Copy out every one of the records below word for word, leaving out the pictures.

----------

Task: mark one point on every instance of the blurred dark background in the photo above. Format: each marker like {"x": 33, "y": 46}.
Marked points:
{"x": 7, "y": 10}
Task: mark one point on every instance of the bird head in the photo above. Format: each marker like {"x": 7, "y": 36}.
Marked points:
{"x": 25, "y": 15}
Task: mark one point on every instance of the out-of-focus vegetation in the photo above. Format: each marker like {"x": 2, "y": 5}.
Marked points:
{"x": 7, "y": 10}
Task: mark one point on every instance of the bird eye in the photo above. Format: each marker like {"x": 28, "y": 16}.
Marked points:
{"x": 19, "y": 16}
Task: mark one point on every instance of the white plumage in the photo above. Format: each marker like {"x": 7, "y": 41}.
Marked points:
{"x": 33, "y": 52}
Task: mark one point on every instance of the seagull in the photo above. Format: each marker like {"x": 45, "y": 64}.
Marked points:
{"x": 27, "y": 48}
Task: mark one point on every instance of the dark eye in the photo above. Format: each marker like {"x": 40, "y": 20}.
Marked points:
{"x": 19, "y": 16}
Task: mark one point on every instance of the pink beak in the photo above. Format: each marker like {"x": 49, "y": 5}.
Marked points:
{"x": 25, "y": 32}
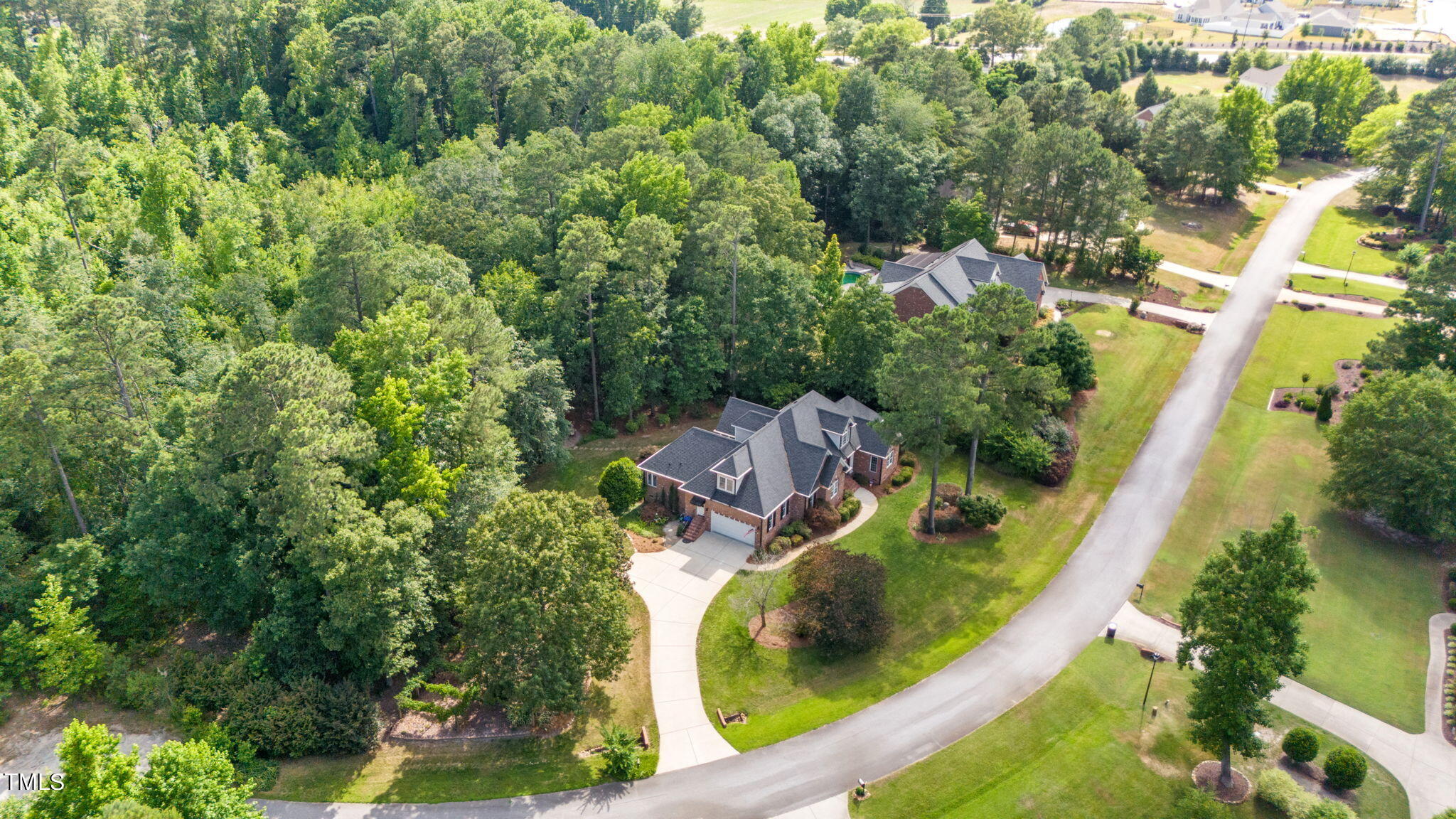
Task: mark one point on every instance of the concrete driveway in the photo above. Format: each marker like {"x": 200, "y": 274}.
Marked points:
{"x": 1012, "y": 663}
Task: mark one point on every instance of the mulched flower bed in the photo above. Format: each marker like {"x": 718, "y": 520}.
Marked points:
{"x": 958, "y": 537}
{"x": 779, "y": 630}
{"x": 1206, "y": 776}
{"x": 1347, "y": 378}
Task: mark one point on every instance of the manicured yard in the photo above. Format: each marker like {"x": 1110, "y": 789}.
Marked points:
{"x": 1183, "y": 82}
{"x": 1082, "y": 748}
{"x": 1337, "y": 284}
{"x": 1226, "y": 233}
{"x": 1302, "y": 171}
{"x": 946, "y": 599}
{"x": 465, "y": 770}
{"x": 1368, "y": 626}
{"x": 1194, "y": 296}
{"x": 1336, "y": 233}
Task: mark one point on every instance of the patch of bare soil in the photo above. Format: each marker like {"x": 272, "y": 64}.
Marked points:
{"x": 646, "y": 545}
{"x": 779, "y": 628}
{"x": 958, "y": 537}
{"x": 1206, "y": 776}
{"x": 29, "y": 738}
{"x": 1347, "y": 378}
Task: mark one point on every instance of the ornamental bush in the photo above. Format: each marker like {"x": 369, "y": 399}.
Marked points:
{"x": 621, "y": 484}
{"x": 843, "y": 599}
{"x": 823, "y": 518}
{"x": 1300, "y": 745}
{"x": 1346, "y": 769}
{"x": 621, "y": 752}
{"x": 1280, "y": 791}
{"x": 980, "y": 512}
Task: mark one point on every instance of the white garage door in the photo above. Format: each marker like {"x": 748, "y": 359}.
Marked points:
{"x": 730, "y": 528}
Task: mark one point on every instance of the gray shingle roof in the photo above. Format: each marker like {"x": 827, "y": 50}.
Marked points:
{"x": 951, "y": 277}
{"x": 791, "y": 452}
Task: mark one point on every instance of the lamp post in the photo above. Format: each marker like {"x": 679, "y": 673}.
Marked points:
{"x": 1157, "y": 659}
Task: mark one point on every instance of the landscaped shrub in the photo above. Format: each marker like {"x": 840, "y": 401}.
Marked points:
{"x": 1300, "y": 745}
{"x": 621, "y": 484}
{"x": 980, "y": 512}
{"x": 1021, "y": 452}
{"x": 1280, "y": 791}
{"x": 654, "y": 513}
{"x": 621, "y": 752}
{"x": 1054, "y": 432}
{"x": 1346, "y": 769}
{"x": 823, "y": 518}
{"x": 947, "y": 519}
{"x": 842, "y": 598}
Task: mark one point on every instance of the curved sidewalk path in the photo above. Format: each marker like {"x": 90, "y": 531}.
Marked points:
{"x": 1012, "y": 663}
{"x": 1423, "y": 763}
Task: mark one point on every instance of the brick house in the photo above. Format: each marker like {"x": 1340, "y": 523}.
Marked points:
{"x": 761, "y": 469}
{"x": 922, "y": 282}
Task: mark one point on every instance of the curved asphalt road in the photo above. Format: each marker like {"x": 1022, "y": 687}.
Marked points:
{"x": 1012, "y": 663}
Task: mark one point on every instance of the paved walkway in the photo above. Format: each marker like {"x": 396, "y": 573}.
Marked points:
{"x": 868, "y": 506}
{"x": 1366, "y": 277}
{"x": 1192, "y": 316}
{"x": 1423, "y": 763}
{"x": 1012, "y": 663}
{"x": 1285, "y": 295}
{"x": 678, "y": 585}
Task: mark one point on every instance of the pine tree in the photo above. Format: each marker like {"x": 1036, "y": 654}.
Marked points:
{"x": 1147, "y": 91}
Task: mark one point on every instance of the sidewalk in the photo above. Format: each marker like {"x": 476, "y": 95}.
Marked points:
{"x": 678, "y": 585}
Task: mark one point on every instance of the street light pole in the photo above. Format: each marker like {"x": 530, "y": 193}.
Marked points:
{"x": 1157, "y": 659}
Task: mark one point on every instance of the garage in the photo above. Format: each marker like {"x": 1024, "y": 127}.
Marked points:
{"x": 730, "y": 528}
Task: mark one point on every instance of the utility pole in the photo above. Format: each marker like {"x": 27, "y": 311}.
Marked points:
{"x": 1157, "y": 659}
{"x": 1430, "y": 187}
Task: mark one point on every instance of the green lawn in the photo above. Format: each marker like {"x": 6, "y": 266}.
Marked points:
{"x": 1082, "y": 748}
{"x": 1302, "y": 171}
{"x": 1336, "y": 284}
{"x": 1368, "y": 626}
{"x": 946, "y": 599}
{"x": 1226, "y": 237}
{"x": 465, "y": 770}
{"x": 1194, "y": 295}
{"x": 1336, "y": 233}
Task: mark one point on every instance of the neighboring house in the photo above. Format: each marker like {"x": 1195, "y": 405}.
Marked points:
{"x": 1267, "y": 18}
{"x": 1265, "y": 80}
{"x": 1332, "y": 21}
{"x": 762, "y": 469}
{"x": 922, "y": 282}
{"x": 1146, "y": 115}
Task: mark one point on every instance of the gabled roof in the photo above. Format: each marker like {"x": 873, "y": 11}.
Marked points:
{"x": 954, "y": 276}
{"x": 788, "y": 451}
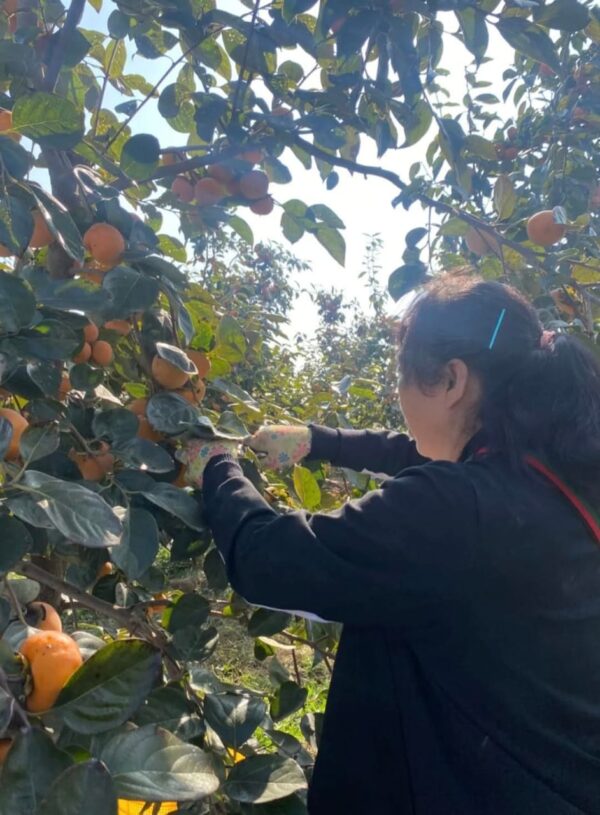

----------

TASK ANSWER:
Task: mark one point on every instance of the blurred dark background in the photo above. Format: each marker like {"x": 33, "y": 46}.
Marked points:
{"x": 7, "y": 10}
Task: mark one point on every instance of the bird head in the photo above. Format: each marker like {"x": 7, "y": 36}.
Marked points:
{"x": 25, "y": 15}
Task: mark one point on every instance of the out-of-focus vegetation in the photo above. Format: each marker like {"x": 2, "y": 5}.
Marked points:
{"x": 7, "y": 10}
Task: mark one point on every instance of the bird eye in the photo above. Format: each marker like {"x": 28, "y": 16}.
Marked points:
{"x": 19, "y": 16}
Task: mark one point on every instance of the white plumage in the photo above. Format: each marker like {"x": 7, "y": 41}.
Marked points:
{"x": 33, "y": 52}
Task: mark one point on every instance of the seagull in the photo above. Format: each marker like {"x": 45, "y": 64}.
Marked points:
{"x": 27, "y": 48}
Task: mark one point on every instance of the dark eye in the photo above. Format: each marker like {"x": 40, "y": 20}.
Marked points:
{"x": 19, "y": 16}
Task: mark one point on every instance of the pink beak in the photo above. Format: each marker like {"x": 49, "y": 5}.
Marked points:
{"x": 25, "y": 32}
Task: mark one point on every instance of the concrete driveway in the photo above. Format: each marker like {"x": 200, "y": 274}.
Marked points:
{"x": 1012, "y": 663}
Task: mark one point on every instance of the mulched flower bed in the photo above. Format: each marker like {"x": 718, "y": 520}.
Marked points:
{"x": 958, "y": 537}
{"x": 779, "y": 630}
{"x": 1206, "y": 776}
{"x": 1347, "y": 378}
Task: mark one point on every instance of the manicured yard in the photo above. Format: each marker like {"x": 1110, "y": 789}.
Marked points:
{"x": 1183, "y": 82}
{"x": 1082, "y": 748}
{"x": 1337, "y": 284}
{"x": 1226, "y": 233}
{"x": 1302, "y": 171}
{"x": 946, "y": 599}
{"x": 465, "y": 770}
{"x": 1368, "y": 626}
{"x": 1194, "y": 296}
{"x": 1336, "y": 233}
Task: mark one point on every instance of the patch of bare soil in the photo above. Format: each marker like {"x": 272, "y": 64}.
Marked points:
{"x": 646, "y": 545}
{"x": 779, "y": 628}
{"x": 958, "y": 537}
{"x": 1206, "y": 776}
{"x": 29, "y": 738}
{"x": 1347, "y": 378}
Task: mark one point on every instance of the ornamental bush in the photo above. Format: each marker like {"x": 369, "y": 399}.
Marked points:
{"x": 621, "y": 484}
{"x": 843, "y": 599}
{"x": 823, "y": 518}
{"x": 1300, "y": 745}
{"x": 1346, "y": 769}
{"x": 621, "y": 752}
{"x": 1280, "y": 791}
{"x": 980, "y": 512}
Task: mark one point on every instance of the white garage door in the photo above. Format: each marker like {"x": 748, "y": 359}.
Marked points:
{"x": 730, "y": 528}
Task: mark one point on every instance of the gray shingle roof in the photo above. Format: each marker like {"x": 827, "y": 50}.
Marked points:
{"x": 951, "y": 277}
{"x": 791, "y": 452}
Task: mark one point on every instance of the lamp post in the photo above. Format: each marker like {"x": 679, "y": 673}.
Marked points:
{"x": 1157, "y": 659}
Task: mark one point on every instance of the landscaped shrub in the photo above. Format: each marker like {"x": 840, "y": 401}.
Marked points:
{"x": 1300, "y": 745}
{"x": 621, "y": 484}
{"x": 980, "y": 512}
{"x": 1021, "y": 452}
{"x": 1280, "y": 791}
{"x": 654, "y": 513}
{"x": 621, "y": 752}
{"x": 1054, "y": 432}
{"x": 1346, "y": 769}
{"x": 823, "y": 518}
{"x": 947, "y": 519}
{"x": 842, "y": 598}
Task: mark one point on every instance of the curved sidewalk path in the photo above. Format: each marker like {"x": 90, "y": 531}.
Marked points:
{"x": 1012, "y": 663}
{"x": 1423, "y": 763}
Task: mark one point on every instance of the brick house in the photo above. Format: each marker like {"x": 1340, "y": 523}.
Marked points:
{"x": 761, "y": 469}
{"x": 922, "y": 282}
Task: mark one point on every instance of the curved asphalt road in the photo above. Format: each marker like {"x": 1022, "y": 687}.
Marked points:
{"x": 1012, "y": 663}
Task: mark one point on every instance of the paved walkway in the photo above. Format: each marker like {"x": 396, "y": 573}.
Marked points:
{"x": 868, "y": 506}
{"x": 1366, "y": 277}
{"x": 1192, "y": 316}
{"x": 1423, "y": 763}
{"x": 1012, "y": 663}
{"x": 1285, "y": 295}
{"x": 678, "y": 585}
Task: mark one point on every instance of the pine tree in the photo above. Format: each marker like {"x": 1036, "y": 654}.
Marked points:
{"x": 1147, "y": 91}
Task: mark one point on every instance of the sidewalk in the photo above. Format: each marker like {"x": 476, "y": 95}.
Marked points:
{"x": 678, "y": 585}
Task: mark one point on every instance of the street light pole in the photo above. Format: each marker like {"x": 530, "y": 193}.
Marked points:
{"x": 1157, "y": 659}
Task: mark one point on every instance of the garage in the photo above. Format: each marker like {"x": 1024, "y": 127}.
Marked points:
{"x": 730, "y": 528}
Task: mark one point on every instance of the utility pole in the photo above. Format: each marker like {"x": 27, "y": 311}.
Marked points:
{"x": 1157, "y": 659}
{"x": 1430, "y": 187}
Task: mark one point on every instance of the green lawn in the photo above. Format: each marker like {"x": 6, "y": 266}.
Marked points:
{"x": 1082, "y": 748}
{"x": 1302, "y": 171}
{"x": 1336, "y": 284}
{"x": 1368, "y": 626}
{"x": 946, "y": 599}
{"x": 1226, "y": 237}
{"x": 465, "y": 770}
{"x": 1194, "y": 295}
{"x": 1336, "y": 233}
Task: mark one point on every instance of the neighboring house in the photo above. Format: each marker like {"x": 1195, "y": 405}.
Marked points:
{"x": 1267, "y": 18}
{"x": 1265, "y": 80}
{"x": 1332, "y": 21}
{"x": 762, "y": 469}
{"x": 922, "y": 282}
{"x": 1146, "y": 115}
Task: mark one point on every instance of the gabled roof in the photo above. Format: each marker like {"x": 873, "y": 11}.
Marked points:
{"x": 954, "y": 276}
{"x": 788, "y": 451}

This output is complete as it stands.